▸ **TASKS TO COMPLETE**:
1 – In the article on West Hollywood's street vendor warning, rewrite the paragraph beginning "The city listed a number of reasons" as a bulleted list, keeping each reason it gives.
2 – According to the article on West Hollywood's street vendor warning, what shows that a food vendor is licensed?
3 – Extend the article on West Hollywood's street vendor warning past its final paragraph.

▸ **SELECTED TEXT**:
※ ※ ※

The City of West Hollywood Tuesday set out to warn Halloween Carnaval attendees to be cautious of buying food from unlicensed vendors, specifically hot dog vendors.
"Hot dogs and other foods purchased from unlicensed street vendors may present serious health risks to the public," the city said in a press release.
“Caution – Don’t Eat the Weenies!” posters will be pinned along Santa Monica Boulevard in order to warn visitors.
- What do you think about the city's "Don't Eat the Weenies!" campaign? Do you love street dogs?
“We urge Halloween Carnaval goers to patronize one of the many licensed food vendors or the fantastic restaurants the City has to offer during Halloween,” said Jeff Aubel, West Hollywood Code Compliance Manager, in a press release. “Eating a hot dog or other food from an unlicensed street vendor can be dangerous and is gambling with your health."
The city listed a number of reasons as to why attendees should avoid eating from unlicensed street vendors, including the use of unsanitary equipment, their limited access to clean water and limited hygiene facilities, the absence of refrigeration or temperature regulation of food products which can significantly increase the risk of spoilage of food products, and the high risk of consumption of foods containing bacteria, viruses and parasites that contaminate food and cause food borne illnesses
"There are many licensed food vendors at the West Hollywood Halloween Carnaval that do fully comply with all food safety regulations," read the city press release. "To identify a licensed food vendor look for a certificate issued by the Los Angeles County Department of Public Health that must be posted on the cart, trailer, or truck."

※ ※ ※

▸ **PROVIDED INFORMATION**:
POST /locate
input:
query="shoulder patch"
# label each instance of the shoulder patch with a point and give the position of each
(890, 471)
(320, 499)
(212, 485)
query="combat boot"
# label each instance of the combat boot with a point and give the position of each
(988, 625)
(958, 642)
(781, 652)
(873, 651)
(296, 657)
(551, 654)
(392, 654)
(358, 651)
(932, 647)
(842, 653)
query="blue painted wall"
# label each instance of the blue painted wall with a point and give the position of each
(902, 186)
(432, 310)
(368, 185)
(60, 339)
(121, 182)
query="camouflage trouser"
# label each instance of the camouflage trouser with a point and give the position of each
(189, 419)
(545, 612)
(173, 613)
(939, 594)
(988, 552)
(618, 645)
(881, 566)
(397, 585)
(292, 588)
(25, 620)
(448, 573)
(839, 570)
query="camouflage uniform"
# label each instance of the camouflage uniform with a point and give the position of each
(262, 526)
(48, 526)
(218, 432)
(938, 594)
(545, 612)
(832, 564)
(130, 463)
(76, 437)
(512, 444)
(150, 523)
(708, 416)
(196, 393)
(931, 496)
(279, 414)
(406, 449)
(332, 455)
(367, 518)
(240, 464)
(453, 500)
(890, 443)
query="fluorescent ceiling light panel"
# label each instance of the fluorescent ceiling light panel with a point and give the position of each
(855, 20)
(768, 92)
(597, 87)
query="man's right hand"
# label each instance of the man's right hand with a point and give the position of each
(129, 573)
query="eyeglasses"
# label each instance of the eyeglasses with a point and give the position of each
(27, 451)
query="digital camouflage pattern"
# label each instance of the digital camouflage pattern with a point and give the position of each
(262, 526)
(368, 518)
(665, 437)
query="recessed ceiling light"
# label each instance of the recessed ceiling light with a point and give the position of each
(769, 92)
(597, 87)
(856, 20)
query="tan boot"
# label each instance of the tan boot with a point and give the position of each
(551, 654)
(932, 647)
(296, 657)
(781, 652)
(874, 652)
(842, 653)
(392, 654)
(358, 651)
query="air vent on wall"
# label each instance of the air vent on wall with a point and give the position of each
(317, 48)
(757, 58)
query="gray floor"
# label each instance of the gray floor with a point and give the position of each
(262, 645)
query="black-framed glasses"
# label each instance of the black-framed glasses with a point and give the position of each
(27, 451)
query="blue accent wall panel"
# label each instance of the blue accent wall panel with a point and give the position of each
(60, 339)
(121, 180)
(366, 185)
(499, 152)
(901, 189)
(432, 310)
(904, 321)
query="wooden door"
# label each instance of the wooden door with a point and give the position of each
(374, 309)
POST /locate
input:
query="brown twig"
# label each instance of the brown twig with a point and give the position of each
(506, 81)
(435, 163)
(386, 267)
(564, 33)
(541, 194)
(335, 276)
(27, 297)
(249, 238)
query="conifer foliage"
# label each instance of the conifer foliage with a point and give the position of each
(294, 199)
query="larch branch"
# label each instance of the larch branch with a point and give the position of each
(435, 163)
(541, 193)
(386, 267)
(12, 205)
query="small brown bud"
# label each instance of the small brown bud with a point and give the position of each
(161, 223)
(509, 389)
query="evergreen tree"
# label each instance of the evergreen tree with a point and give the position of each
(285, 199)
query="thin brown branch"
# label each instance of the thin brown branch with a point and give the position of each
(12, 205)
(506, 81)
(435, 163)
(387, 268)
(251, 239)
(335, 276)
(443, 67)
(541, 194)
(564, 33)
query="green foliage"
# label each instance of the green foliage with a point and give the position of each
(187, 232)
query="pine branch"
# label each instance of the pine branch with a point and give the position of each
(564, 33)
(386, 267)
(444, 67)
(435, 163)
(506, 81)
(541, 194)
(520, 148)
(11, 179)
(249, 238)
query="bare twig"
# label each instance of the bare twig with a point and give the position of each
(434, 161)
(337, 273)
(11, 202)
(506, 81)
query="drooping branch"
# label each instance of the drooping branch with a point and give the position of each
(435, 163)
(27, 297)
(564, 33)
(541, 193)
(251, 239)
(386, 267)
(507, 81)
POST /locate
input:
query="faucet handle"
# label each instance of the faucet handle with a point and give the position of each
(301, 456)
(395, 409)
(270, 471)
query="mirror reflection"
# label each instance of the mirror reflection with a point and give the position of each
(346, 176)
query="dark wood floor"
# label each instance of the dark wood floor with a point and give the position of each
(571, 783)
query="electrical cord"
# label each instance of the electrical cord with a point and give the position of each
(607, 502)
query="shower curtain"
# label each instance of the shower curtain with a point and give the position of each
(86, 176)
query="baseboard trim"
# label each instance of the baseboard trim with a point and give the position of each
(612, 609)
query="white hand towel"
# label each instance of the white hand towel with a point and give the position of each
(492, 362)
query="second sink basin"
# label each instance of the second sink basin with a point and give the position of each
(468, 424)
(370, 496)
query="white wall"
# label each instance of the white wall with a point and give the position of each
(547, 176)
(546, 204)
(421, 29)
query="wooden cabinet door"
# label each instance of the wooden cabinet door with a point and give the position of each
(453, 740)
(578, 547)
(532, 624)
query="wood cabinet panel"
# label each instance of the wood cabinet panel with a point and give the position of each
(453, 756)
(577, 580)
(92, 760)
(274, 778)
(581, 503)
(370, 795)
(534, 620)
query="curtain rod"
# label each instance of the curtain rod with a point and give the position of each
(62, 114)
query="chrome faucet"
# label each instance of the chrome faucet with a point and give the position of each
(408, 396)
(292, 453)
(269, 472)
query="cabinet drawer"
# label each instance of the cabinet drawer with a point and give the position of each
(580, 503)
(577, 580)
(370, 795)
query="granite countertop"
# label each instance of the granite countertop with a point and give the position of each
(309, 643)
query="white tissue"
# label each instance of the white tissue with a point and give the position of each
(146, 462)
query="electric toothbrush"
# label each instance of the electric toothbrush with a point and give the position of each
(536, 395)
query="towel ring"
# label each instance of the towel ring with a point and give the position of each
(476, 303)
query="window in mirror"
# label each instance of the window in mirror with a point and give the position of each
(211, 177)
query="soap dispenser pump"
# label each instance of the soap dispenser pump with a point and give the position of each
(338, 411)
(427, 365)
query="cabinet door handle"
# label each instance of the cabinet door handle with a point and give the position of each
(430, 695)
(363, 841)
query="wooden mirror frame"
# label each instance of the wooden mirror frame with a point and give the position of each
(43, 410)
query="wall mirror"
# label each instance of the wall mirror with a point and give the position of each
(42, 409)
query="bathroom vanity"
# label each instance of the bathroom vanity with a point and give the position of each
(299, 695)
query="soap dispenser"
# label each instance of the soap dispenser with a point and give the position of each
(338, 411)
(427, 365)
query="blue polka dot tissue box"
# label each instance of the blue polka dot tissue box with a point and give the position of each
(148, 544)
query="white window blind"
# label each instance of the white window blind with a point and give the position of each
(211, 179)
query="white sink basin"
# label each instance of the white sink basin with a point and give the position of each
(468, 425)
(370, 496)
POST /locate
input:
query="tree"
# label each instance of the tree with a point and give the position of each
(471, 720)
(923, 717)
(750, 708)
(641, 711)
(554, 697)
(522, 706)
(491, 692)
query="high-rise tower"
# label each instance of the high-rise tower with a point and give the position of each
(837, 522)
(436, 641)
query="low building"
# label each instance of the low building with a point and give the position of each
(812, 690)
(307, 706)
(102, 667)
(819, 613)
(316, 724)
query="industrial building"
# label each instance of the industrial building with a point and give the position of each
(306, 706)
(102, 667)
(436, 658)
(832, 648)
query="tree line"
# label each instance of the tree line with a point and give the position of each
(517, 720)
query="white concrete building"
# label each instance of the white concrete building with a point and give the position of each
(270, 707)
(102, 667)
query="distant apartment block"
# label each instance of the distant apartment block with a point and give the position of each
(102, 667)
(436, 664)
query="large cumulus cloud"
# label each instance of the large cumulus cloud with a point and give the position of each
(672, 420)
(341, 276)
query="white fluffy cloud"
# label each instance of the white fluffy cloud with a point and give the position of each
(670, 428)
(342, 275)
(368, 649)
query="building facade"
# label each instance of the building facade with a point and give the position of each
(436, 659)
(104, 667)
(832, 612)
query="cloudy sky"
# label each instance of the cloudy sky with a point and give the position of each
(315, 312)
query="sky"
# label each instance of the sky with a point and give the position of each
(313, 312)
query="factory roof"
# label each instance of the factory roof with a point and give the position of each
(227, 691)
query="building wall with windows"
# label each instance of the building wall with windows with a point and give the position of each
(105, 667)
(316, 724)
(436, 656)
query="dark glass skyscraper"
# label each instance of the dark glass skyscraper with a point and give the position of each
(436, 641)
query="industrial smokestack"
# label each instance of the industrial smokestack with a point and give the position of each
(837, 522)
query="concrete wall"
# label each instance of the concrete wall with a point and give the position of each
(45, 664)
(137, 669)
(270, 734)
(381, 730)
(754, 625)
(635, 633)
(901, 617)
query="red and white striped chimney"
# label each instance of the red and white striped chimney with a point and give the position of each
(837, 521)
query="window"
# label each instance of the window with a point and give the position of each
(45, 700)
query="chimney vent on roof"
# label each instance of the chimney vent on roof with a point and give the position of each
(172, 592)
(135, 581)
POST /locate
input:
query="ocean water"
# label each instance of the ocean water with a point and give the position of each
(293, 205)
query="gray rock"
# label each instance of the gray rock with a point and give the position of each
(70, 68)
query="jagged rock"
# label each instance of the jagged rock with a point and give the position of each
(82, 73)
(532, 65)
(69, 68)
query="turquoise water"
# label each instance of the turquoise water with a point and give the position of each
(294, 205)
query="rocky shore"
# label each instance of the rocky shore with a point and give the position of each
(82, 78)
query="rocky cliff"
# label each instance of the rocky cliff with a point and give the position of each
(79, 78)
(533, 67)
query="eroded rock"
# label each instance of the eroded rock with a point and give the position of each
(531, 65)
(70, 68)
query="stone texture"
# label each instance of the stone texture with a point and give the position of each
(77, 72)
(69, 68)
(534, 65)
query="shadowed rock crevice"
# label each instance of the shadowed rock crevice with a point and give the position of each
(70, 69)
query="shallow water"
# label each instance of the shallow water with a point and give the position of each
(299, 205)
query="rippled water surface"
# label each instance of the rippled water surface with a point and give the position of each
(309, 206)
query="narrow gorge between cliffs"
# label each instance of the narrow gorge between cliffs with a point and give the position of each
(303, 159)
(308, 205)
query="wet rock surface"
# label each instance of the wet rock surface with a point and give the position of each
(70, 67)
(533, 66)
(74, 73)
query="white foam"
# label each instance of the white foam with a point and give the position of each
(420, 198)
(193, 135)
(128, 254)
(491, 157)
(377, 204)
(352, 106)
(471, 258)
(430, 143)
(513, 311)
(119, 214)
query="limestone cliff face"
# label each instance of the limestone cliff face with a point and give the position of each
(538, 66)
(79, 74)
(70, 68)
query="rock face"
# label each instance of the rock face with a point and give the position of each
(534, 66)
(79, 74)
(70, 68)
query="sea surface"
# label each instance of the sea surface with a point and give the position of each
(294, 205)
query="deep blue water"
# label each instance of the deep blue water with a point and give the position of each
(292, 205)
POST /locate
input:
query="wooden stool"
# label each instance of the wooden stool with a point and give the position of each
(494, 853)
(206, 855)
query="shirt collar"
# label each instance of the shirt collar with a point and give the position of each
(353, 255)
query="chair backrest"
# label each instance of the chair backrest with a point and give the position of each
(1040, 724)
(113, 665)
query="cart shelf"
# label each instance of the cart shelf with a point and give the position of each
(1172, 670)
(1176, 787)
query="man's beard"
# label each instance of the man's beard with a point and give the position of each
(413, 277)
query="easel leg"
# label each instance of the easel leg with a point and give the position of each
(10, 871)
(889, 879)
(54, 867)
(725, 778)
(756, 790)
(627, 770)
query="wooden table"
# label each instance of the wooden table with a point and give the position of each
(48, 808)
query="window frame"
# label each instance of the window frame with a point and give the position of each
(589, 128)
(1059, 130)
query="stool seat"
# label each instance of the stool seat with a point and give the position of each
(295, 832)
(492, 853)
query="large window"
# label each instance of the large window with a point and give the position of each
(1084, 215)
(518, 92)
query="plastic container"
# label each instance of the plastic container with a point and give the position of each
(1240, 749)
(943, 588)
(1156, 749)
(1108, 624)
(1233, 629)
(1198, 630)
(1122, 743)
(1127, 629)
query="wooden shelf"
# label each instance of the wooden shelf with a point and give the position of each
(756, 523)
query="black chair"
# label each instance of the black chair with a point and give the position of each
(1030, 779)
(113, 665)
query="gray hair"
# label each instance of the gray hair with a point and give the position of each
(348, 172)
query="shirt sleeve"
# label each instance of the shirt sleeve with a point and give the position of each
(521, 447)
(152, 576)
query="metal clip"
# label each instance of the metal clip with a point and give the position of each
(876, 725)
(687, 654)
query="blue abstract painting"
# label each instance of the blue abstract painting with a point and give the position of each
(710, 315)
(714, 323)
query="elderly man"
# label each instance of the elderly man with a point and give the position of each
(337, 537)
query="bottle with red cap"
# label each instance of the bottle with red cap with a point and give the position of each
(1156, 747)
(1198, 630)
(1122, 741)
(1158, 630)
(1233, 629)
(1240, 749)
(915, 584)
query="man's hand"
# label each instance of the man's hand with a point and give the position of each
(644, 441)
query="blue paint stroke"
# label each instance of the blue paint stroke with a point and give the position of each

※ ※ ※

▸ **TASK ANSWERS**:
1 –
The city gave these reasons for avoiding unlicensed street vendors:
- Use of unsanitary equipment
- Limited access to clean water and limited hygiene facilities
- No refrigeration or temperature regulation of food products, which can significantly increase the risk of spoilage
- High risk of eating foods that contain bacteria, viruses and parasites, which contaminate food and cause foodborne illnesses

2 – A certificate issued by the Los Angeles County Department of Public Health, posted on the vendor's cart, trailer, or truck.

3 –
Wednesday, West Hollywood Mayor Jeffrey Prang said that unlicensed vendors are illegal in the city, but with the amount of people that attend the Halloween Carnaval, it is difficult to find and cite every unlicensed vendor.
"There are so many of these vendors that we can't keep up with them," Prang said. "Tonight, there will be hundreds of them. We do chase them. Last year, they confiscated dozens of them. But when they see the police coming, they run off.”
“They have spotters looking for the police and telling them when to run," Prang added. "They move around very, very quickly.”